____ Quoted passage

HALIFAX, July 28, 2017 /CNW/ - Canada's prosperity and competitiveness are linked to sustainable economic growth and a successful transition to a low-carbon future. The Government of Canada continues to take steps to support the Pan-Canadian Framework on Clean Growth and Climate Change and is committed to creating a cleaner environment for future generations by investing in clean technologies.
Today, Member of Parliament Andy Fillmore, on behalf of Canada's Minister of Natural Resources, the Honourable Jim Carr, announced $482,000 in federal funding for Dalhousie University for a multi-partner methane field research and development project. Researchers will measure methane emission levels at mature oil, gas and coal resource extraction sites in the provinces of Nova Scotia and New Brunswick.
The funding is provided through Natural Resources Canada's Energy Innovation Program (EIP), which supports research, development and demonstration projects to bolster innovation in the clean energy sector.
The project will not only create an inventory of methane emissions from the past, it will provide opportunities to validate new technologies for the future, helping reduce harmful greenhouse gas emissions. Globally, methane accounts for about 16 percent of all GHGs, second only to carbon dioxide. This coupled with the fact that it has 25 times the climate-warming effects of carbon dioxide, means that addressing methane is key to meeting our climate change goals.

________

Directive a> Reproduce, line for line, the part of the rows that opens with the line containing "423, row 317." and closes with the line containing "column 419, row 412", including both of those lines.
The press release above has no connection to the rows that come next.

____ Supplied records

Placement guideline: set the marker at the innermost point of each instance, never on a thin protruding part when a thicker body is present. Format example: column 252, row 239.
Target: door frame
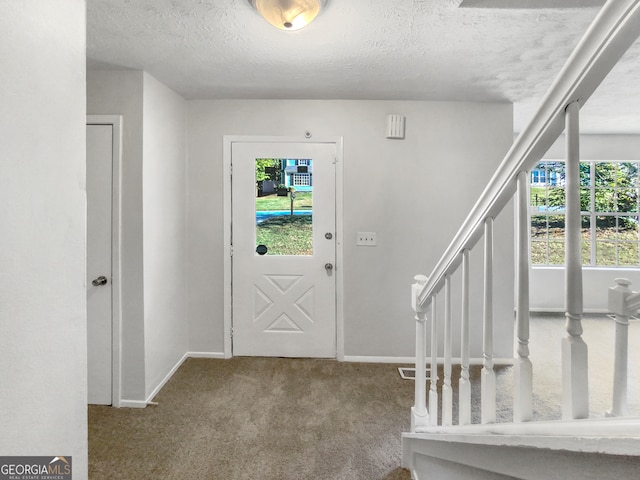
column 116, row 239
column 228, row 140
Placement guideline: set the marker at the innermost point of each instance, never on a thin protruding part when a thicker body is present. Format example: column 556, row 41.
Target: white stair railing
column 613, row 31
column 622, row 304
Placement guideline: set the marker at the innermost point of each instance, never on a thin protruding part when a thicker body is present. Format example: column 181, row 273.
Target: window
column 301, row 180
column 609, row 201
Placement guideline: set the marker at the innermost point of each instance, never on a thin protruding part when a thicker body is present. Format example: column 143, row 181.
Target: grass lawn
column 286, row 235
column 627, row 248
column 303, row 201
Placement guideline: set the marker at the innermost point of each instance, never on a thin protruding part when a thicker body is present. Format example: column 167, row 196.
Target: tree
column 268, row 169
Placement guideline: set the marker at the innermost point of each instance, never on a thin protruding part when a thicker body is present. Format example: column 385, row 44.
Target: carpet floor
column 259, row 418
column 306, row 419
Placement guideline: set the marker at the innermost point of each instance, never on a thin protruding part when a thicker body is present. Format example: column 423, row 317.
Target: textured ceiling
column 363, row 49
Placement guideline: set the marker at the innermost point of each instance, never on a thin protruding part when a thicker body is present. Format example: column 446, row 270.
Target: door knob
column 101, row 280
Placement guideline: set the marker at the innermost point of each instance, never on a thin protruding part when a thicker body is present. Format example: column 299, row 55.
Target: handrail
column 612, row 32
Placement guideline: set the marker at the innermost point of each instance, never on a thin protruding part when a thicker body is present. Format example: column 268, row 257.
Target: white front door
column 284, row 287
column 99, row 290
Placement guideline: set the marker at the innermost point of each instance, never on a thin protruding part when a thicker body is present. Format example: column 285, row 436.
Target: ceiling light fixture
column 288, row 14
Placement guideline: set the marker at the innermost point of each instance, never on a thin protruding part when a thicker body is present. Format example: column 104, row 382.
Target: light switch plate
column 367, row 239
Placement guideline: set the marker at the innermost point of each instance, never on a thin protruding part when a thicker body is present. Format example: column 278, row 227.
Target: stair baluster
column 433, row 386
column 447, row 391
column 419, row 413
column 488, row 378
column 575, row 381
column 523, row 370
column 464, row 386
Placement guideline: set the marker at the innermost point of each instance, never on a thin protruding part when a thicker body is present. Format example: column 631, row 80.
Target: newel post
column 620, row 299
column 419, row 412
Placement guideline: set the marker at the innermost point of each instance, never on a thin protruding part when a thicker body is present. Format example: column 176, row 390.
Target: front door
column 284, row 250
column 99, row 290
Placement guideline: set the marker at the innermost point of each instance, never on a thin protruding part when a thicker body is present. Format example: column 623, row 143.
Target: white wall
column 154, row 283
column 165, row 230
column 547, row 283
column 43, row 390
column 414, row 193
column 121, row 93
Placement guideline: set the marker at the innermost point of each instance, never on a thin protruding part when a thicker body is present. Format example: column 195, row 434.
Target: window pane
column 604, row 200
column 586, row 252
column 539, row 227
column 627, row 200
column 538, row 252
column 605, row 174
column 606, row 228
column 585, row 200
column 605, row 253
column 628, row 228
column 539, row 197
column 627, row 254
column 556, row 227
column 284, row 223
column 585, row 174
column 556, row 252
column 629, row 171
column 556, row 200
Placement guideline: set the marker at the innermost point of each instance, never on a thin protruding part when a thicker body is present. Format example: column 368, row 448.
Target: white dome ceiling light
column 288, row 14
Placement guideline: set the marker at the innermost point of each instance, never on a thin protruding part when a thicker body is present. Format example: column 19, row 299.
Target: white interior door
column 99, row 286
column 284, row 288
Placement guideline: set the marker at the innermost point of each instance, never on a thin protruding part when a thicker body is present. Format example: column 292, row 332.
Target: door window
column 284, row 206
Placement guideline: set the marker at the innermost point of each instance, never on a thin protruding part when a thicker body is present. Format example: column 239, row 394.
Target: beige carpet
column 259, row 418
column 279, row 419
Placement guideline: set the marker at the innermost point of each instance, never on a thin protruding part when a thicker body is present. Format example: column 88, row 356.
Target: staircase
column 522, row 446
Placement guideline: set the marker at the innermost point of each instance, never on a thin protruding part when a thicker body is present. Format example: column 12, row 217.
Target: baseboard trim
column 174, row 369
column 132, row 404
column 412, row 360
column 218, row 355
column 373, row 359
column 166, row 378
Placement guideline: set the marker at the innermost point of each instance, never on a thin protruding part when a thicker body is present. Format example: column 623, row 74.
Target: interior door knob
column 101, row 280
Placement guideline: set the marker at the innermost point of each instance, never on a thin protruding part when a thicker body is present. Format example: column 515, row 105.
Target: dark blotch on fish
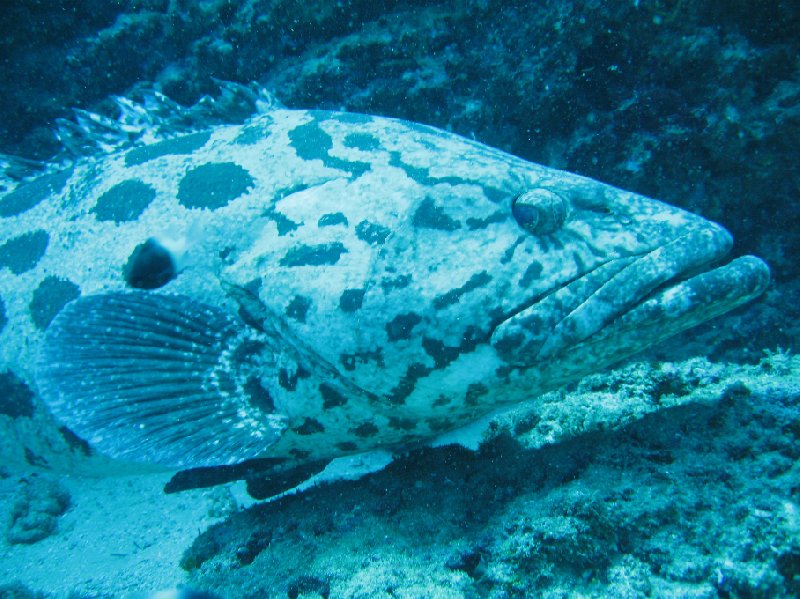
column 23, row 253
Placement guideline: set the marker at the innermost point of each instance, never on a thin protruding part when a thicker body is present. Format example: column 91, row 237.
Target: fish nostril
column 539, row 211
column 150, row 266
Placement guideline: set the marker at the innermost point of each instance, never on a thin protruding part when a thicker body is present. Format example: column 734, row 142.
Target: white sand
column 120, row 535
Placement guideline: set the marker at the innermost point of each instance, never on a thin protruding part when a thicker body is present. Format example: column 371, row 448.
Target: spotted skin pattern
column 391, row 293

________

Directive b> State whether each statement agrees with the press release, answering yes or no and quoting the words of the press release that decide it. (i) The federal funding announced for Dalhousie University amounts to $482,000. (ii) Methane accounts for about 25 percent of all greenhouse gases globally. (iii) The measurements will take place at sites in Nova Scotia and Prince Edward Island.

Correct response a>
Placement guideline: set the marker at the innermost point of each instance, never on a thin protruding part when a thicker body is present. Format example: column 423, row 317.
Target: textured ceiling
column 363, row 49
Placement guideline: set the marker at the innermost point of each instance, never on a thin protruding part when a thicker body is present. Format example: column 446, row 270.
Target: door knob
column 101, row 280
Placement guideline: set the marker at the innermost point of each instance, never on a thin protruding part when a thicker body is present. Format example: column 299, row 55.
Target: handrail
column 612, row 32
Placement guideline: set the marker at the innermost point of each instance, never on a thin protruding part when a thicker body is present. Format example: column 268, row 257.
Target: white front door
column 284, row 287
column 99, row 290
Placement guideline: set the marker at the innermost point of each instance, never on a thin protruding part when a thicker body is present. Format example: column 285, row 436.
Target: ceiling light fixture
column 288, row 14
Placement guideline: set the marker at the innermost point of each instance, never on a thin protruding part when a thicker body is present. Format example: column 104, row 382.
Target: light switch plate
column 367, row 239
Placement guideline: set the marker at the innermost point of each instance, never on a thin protruding part when a thicker body is present. Format example: column 278, row 227.
Target: stair baluster
column 433, row 386
column 447, row 391
column 419, row 413
column 488, row 378
column 575, row 381
column 523, row 370
column 464, row 386
Placement guideline: set the marker at the innermost point of each instance, never on a thin protruding part when a thicker body is present. Format example: column 631, row 80.
Target: newel post
column 620, row 299
column 419, row 412

Correct response b>
(i) Yes: "announced $482,000 in federal funding for Dalhousie University"
(ii) No: "Globally, methane accounts for about 16 percent of all GHGs"
(iii) No: "in the provinces of Nova Scotia and New Brunswick"